WHAT IS BEING ASKED:
Lines from the beginning of the entries up to and including the one with "[spot] the cucumber" must be duplicated word for word; leave out all others.

EXERCISE MATERIALS:

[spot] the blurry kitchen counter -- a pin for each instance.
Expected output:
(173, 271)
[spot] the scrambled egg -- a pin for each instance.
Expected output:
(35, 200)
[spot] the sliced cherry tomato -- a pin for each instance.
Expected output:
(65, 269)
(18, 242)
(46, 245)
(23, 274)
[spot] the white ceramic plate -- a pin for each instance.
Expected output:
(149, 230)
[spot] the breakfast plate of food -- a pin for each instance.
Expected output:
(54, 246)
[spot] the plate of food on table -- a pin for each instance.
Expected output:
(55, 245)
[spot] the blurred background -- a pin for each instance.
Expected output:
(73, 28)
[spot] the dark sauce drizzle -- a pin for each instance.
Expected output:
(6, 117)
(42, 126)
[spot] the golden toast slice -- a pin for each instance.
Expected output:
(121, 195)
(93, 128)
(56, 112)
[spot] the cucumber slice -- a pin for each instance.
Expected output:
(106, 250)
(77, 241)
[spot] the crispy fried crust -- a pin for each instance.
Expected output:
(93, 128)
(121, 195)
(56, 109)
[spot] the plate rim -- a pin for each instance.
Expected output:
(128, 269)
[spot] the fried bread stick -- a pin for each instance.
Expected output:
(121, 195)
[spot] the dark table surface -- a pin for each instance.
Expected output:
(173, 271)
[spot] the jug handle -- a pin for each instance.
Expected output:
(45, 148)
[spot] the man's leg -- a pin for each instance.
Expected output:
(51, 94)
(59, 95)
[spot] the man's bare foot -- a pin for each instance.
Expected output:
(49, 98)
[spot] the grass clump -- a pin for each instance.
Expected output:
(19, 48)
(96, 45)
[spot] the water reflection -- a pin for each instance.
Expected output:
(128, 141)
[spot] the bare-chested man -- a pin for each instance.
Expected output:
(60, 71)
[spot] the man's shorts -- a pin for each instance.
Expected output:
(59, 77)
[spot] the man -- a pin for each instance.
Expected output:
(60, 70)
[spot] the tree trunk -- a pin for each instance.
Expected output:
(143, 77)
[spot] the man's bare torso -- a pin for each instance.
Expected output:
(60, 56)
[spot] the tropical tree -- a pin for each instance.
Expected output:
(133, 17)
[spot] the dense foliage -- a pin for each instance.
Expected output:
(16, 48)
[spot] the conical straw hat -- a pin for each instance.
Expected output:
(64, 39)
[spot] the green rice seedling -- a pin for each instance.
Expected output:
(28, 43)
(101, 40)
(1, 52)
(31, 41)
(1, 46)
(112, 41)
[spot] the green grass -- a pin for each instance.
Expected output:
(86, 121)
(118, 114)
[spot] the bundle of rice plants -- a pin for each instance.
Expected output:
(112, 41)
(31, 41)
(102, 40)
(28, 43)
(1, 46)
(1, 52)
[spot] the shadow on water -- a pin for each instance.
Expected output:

RESPONSE BELOW:
[spot] the blurry kitchen counter -- a pin for each instance.
Expected output:
(173, 271)
[spot] the scrambled egg -- a pin for each instance.
Expected output:
(35, 200)
[spot] the sliced cherry tomato -- a pin for each instance.
Expected output:
(65, 269)
(18, 242)
(46, 245)
(23, 274)
[spot] the white ceramic plate -- a pin for each instance.
Expected output:
(149, 230)
[spot] the breakfast plate of food -- a pin for each instance.
Expected output:
(54, 246)
[spot] the plate of food on table -- a pin for each instance.
Expected output:
(55, 245)
[spot] the blurred background -- a pin for each instance.
Expected output:
(73, 28)
[spot] the dark sauce drizzle -- a pin for each instance.
Expected output:
(6, 117)
(42, 126)
[spot] the golden toast slice -- a pin for each instance.
Expected output:
(121, 195)
(93, 128)
(56, 112)
[spot] the cucumber slice -- a pin for each instance.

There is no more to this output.